**EXERCISE INSTRUCTIONS**
1. Answer the following questions about the forum thread on queryAggregate(), one line per answer:
(a) According to the reply, which thread is the calling thread?
(b) What does the ResultSet contain when an aggregation query is tested on a single node?
(c) Which steps does the UDF Lua definition in QueryAverage use?
2. Write the next part of the forum thread on queryAggregate(), picking up after its final sentence.

**TEXT SECTION**
Does queryAggregate() return Single or Multiple results or rows from ResultSet

Looking for help if anyone can help explain queryAggregate() behaviour in a clustered environment using an aggregation UDF. It’s not exactly clear to me what queryAggregate() returns when multiple nodes are present.

The docs state the following:

The query executor puts results on a queue in separate threads. The calling thread concurrently pops results off the queue through the ResultSet iterator. The aggregation function is called on both server and client (final reduce). Therefore, the Lua script file must also reside on both server and client.

Is the calling thread in this instance my application thread? Is this iteration and final reduction being performed by my application thread inside the client before control is returned to the application, or do I have to manually iterate the ResultSet which is returned? It’s a little confusing to state that the final reduction is executed on the client side through the UDF lua functions and then return a ResultSet which is something an app can iterate.

Using docker-compose with the CE version I can only run a single node locally to test, so I am wondering if there is any way to determine this behaviour without spinning up a local cluster somehow.

Is the calling thread in this instance my application thread?

Yes, the calling thread is your application thread.

Is this iteration and final reduction being performed by my application thread inside the client before control is returned to the application, or do I have to manually iterate the ResultSet which is returned?

You have to manually iterate the ResultSet which is returned.

You can test aggregation queries with a single node. In this case, the ResultSet contains the same results that are returned from that single node and no reduce is performed.

Look at QuerySum.java and QueryAverage.java for aggregation query example code.

Thank you for your reply.

I see in QueryAverage that it returns a single result, which is retrieved using resultSet.next() once, whereas QuerySum iterates the ResultSet. There is also a difference in the UDF lua definitions. QueryAverage uses a map+aggregation+reduce steps, whereas QuerySum uses only map+reduce steps. My own function uses only filter->map->reduce, no aggregation step.

I will test to see which of these examples match my own use case.

Position annotation records:
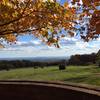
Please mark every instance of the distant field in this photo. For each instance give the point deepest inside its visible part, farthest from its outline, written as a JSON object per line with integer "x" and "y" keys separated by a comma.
{"x": 80, "y": 74}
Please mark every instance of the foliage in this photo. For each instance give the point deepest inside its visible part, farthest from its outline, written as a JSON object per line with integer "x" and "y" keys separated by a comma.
{"x": 85, "y": 59}
{"x": 46, "y": 18}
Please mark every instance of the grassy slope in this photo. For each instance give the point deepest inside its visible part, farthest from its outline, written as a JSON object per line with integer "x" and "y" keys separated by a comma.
{"x": 85, "y": 74}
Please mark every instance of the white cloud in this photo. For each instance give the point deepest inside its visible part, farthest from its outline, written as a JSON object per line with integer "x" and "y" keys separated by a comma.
{"x": 36, "y": 48}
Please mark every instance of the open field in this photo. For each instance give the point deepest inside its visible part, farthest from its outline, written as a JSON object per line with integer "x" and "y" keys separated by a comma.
{"x": 76, "y": 74}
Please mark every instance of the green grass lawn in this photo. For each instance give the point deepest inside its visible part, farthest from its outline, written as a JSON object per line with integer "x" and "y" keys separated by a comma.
{"x": 76, "y": 74}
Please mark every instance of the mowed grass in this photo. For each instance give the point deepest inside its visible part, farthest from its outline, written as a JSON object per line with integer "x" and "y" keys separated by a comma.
{"x": 76, "y": 74}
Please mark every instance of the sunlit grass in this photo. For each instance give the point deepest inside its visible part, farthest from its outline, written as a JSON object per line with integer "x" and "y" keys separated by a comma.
{"x": 76, "y": 74}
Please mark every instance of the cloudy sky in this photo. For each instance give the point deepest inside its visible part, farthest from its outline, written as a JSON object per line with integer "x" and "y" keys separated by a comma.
{"x": 29, "y": 46}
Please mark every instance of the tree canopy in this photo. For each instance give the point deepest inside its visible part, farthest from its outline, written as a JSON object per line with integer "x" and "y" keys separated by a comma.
{"x": 46, "y": 18}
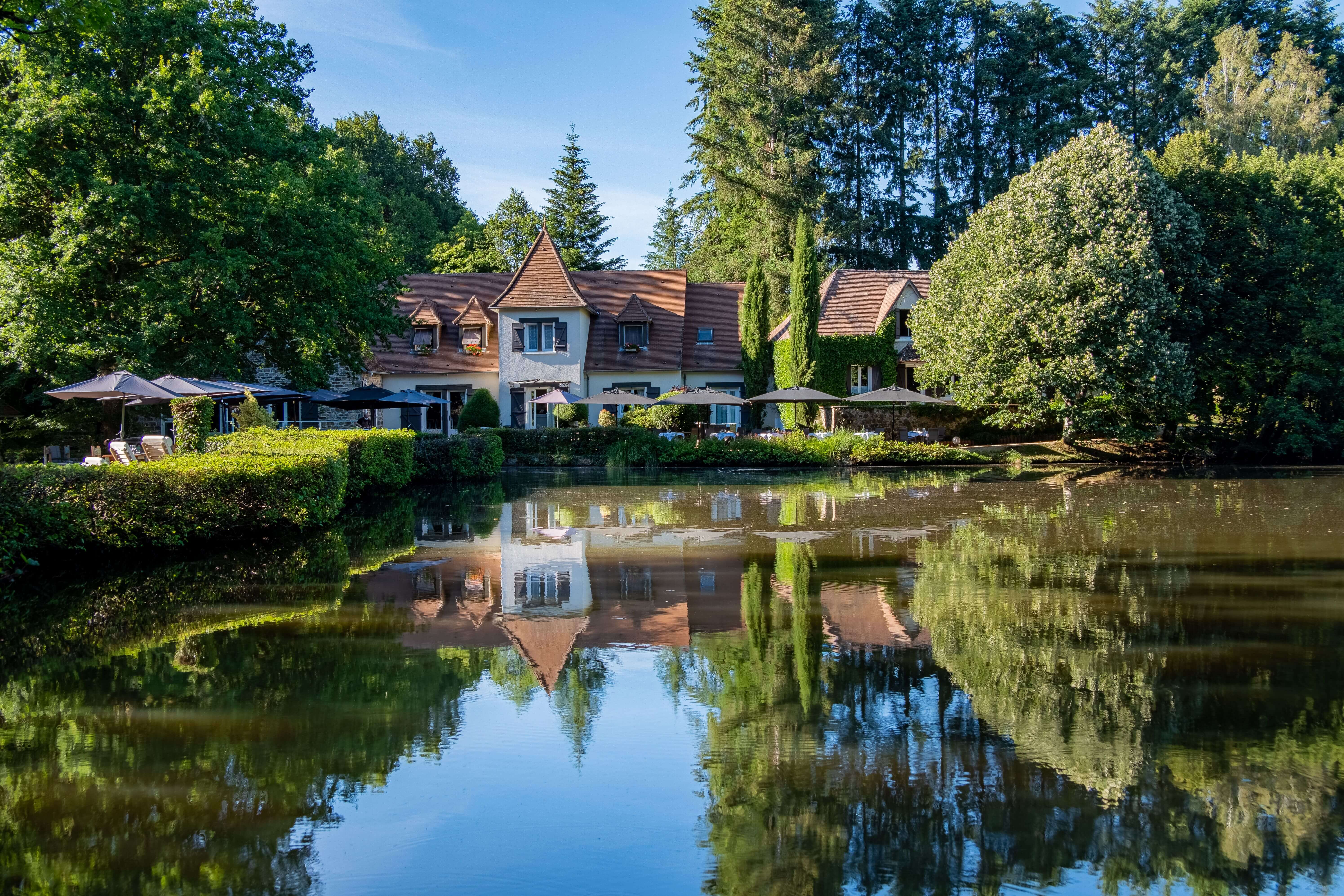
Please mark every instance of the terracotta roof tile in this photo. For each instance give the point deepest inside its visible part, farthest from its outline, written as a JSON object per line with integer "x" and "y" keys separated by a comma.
{"x": 448, "y": 296}
{"x": 542, "y": 281}
{"x": 713, "y": 305}
{"x": 663, "y": 298}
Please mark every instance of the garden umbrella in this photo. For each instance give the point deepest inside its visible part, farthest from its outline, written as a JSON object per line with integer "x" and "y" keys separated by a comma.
{"x": 558, "y": 397}
{"x": 704, "y": 397}
{"x": 618, "y": 397}
{"x": 796, "y": 396}
{"x": 896, "y": 396}
{"x": 122, "y": 385}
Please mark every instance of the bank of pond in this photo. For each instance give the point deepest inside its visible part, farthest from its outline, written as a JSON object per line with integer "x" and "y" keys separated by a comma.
{"x": 260, "y": 479}
{"x": 1108, "y": 682}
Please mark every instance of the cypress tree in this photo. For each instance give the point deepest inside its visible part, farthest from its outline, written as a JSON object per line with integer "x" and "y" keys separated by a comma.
{"x": 671, "y": 240}
{"x": 755, "y": 320}
{"x": 804, "y": 304}
{"x": 574, "y": 216}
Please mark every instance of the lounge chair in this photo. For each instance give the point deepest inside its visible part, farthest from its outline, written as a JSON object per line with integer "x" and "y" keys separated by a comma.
{"x": 123, "y": 453}
{"x": 156, "y": 447}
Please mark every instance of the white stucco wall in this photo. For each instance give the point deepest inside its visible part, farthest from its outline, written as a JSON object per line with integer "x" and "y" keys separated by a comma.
{"x": 599, "y": 381}
{"x": 521, "y": 367}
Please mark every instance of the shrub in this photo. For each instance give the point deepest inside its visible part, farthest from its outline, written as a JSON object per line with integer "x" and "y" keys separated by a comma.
{"x": 167, "y": 503}
{"x": 459, "y": 457}
{"x": 191, "y": 420}
{"x": 570, "y": 414}
{"x": 252, "y": 416}
{"x": 377, "y": 459}
{"x": 482, "y": 410}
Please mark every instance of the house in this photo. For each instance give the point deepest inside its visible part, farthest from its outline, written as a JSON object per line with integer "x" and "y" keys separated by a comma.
{"x": 545, "y": 327}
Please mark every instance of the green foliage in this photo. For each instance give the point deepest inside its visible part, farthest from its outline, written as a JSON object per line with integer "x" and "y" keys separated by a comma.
{"x": 513, "y": 229}
{"x": 573, "y": 214}
{"x": 167, "y": 503}
{"x": 170, "y": 207}
{"x": 755, "y": 323}
{"x": 1264, "y": 327}
{"x": 251, "y": 414}
{"x": 678, "y": 418}
{"x": 415, "y": 179}
{"x": 459, "y": 457}
{"x": 193, "y": 420}
{"x": 671, "y": 240}
{"x": 570, "y": 414}
{"x": 1289, "y": 108}
{"x": 482, "y": 410}
{"x": 1058, "y": 300}
{"x": 466, "y": 250}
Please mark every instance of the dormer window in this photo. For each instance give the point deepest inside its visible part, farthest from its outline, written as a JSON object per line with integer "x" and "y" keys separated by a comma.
{"x": 423, "y": 340}
{"x": 635, "y": 335}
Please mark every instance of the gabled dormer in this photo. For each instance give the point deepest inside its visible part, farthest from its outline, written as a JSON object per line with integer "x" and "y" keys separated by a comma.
{"x": 542, "y": 281}
{"x": 632, "y": 326}
{"x": 427, "y": 328}
{"x": 474, "y": 328}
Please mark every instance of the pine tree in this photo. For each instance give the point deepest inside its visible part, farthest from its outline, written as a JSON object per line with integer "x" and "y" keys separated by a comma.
{"x": 764, "y": 74}
{"x": 573, "y": 214}
{"x": 671, "y": 241}
{"x": 513, "y": 229}
{"x": 804, "y": 304}
{"x": 755, "y": 322}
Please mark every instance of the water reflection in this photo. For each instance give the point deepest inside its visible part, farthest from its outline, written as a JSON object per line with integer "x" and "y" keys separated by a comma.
{"x": 898, "y": 683}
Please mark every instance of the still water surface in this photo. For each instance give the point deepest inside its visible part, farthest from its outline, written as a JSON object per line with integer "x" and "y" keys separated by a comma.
{"x": 842, "y": 683}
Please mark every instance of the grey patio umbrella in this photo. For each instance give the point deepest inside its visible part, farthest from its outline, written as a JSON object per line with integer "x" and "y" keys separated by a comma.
{"x": 798, "y": 396}
{"x": 704, "y": 397}
{"x": 897, "y": 396}
{"x": 618, "y": 397}
{"x": 122, "y": 385}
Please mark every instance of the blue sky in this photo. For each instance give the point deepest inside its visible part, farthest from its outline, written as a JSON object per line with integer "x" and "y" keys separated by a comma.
{"x": 500, "y": 82}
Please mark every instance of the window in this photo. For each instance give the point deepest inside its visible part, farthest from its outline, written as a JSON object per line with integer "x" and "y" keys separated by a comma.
{"x": 861, "y": 379}
{"x": 541, "y": 338}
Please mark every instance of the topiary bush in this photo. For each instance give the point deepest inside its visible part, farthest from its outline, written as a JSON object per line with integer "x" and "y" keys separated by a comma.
{"x": 193, "y": 420}
{"x": 478, "y": 456}
{"x": 482, "y": 412}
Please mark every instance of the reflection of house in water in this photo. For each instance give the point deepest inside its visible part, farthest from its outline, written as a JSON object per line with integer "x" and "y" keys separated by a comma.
{"x": 552, "y": 578}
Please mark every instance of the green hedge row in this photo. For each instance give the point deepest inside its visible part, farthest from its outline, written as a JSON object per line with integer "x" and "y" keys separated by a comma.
{"x": 476, "y": 456}
{"x": 167, "y": 503}
{"x": 377, "y": 459}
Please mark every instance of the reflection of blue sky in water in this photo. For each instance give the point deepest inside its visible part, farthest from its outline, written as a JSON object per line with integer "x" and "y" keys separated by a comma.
{"x": 870, "y": 683}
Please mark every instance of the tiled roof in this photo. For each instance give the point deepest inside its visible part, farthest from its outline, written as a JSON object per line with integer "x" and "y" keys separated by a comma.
{"x": 474, "y": 315}
{"x": 634, "y": 312}
{"x": 853, "y": 300}
{"x": 542, "y": 281}
{"x": 663, "y": 298}
{"x": 448, "y": 296}
{"x": 714, "y": 305}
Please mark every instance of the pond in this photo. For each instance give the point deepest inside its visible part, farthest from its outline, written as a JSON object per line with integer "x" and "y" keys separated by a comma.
{"x": 726, "y": 683}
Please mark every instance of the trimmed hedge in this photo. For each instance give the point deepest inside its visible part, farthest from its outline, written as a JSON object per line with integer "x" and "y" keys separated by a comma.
{"x": 377, "y": 459}
{"x": 476, "y": 456}
{"x": 167, "y": 503}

**ANSWERS TO THE PROBLEMS**
1.
(a) The calling thread is the application thread.
(b) It contains the same results that are returned from that single node, and no reduce is performed.
(c) It uses map, aggregation, and reduce steps.

2.
I missed this in my previous reading of the docs:

One main characteristic of reduce function is that it executes both on the server nodes as well as the client side (in application instance). Each node first runs the data stream through the functions defined in the stream definition. The end result of this is sent to the application instance. The application gets results from all the nodes in the cluster. The client layer in it does the final reduce using the reduce function specified in the stream. So, the reduce function should be able to aggregate the intermediate aggregated values (coming form the cluster nodes). If there is no reduce function, the client layer simply passes all the data coming from the nodes to the application.

So I think as long as I provide a reduce() function in my UDF it should get run on both the individual node and then on the client side, thereby returning a single result to my application?

That is correct.

1 Like

After making some modifications I’d like to confirm my understanding of the flow of operations.

  1. The filter function is applied.
  2. The map function is applied.
  3. The aggregation function is applied. These first 3 ops all run inside each partition.
  4. Then a server-side reduce function reduces all the aggregate results from all partitions on that node to a single result for that node.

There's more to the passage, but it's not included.